◆ What you need to do
Go through the material below and copy each line where the word "survey" appears.

◆ Material shown
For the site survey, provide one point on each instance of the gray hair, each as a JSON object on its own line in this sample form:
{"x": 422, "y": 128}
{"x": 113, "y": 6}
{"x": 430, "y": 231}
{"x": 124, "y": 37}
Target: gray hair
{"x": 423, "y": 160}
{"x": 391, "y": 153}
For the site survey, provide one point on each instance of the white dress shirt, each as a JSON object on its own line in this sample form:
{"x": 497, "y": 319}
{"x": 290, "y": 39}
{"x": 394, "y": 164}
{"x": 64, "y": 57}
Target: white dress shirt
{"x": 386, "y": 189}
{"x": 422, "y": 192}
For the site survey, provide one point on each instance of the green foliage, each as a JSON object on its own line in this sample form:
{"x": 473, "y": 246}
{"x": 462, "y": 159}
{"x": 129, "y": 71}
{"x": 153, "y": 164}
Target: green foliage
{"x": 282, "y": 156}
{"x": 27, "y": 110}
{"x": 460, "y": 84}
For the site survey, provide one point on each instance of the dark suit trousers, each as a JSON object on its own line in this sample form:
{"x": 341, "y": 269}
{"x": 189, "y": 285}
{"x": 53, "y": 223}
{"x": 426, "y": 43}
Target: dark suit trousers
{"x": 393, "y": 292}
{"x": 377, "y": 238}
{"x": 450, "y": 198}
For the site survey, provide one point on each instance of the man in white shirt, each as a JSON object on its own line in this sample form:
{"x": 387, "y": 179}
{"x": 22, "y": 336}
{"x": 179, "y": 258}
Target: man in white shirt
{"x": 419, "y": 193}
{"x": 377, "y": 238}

==

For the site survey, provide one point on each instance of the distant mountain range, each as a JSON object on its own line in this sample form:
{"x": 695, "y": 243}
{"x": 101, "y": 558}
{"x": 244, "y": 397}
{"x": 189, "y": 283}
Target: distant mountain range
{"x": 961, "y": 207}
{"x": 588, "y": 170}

◆ Response box
For the site survey, provide one point on each instance of the gray hair, each as a JSON object on its own line in this sample form:
For the site survey, provide one point on each instance of the white dress shirt, each as a JSON object on its own line in this sample form:
For the site survey, provide one point on each instance of the green foliage, each as a JSON object on its own line in this sample form:
For the site survey, provide one point on each instance of the dark suit trousers, each as a JSON object on its own line in this sample form:
For the site survey, provide one point on each instance of the man in white shirt, each as a JSON object on its own line in this sample form:
For the site survey, provide one point on each instance of the distant mountain range, each as a JSON object on its own line in this sample form:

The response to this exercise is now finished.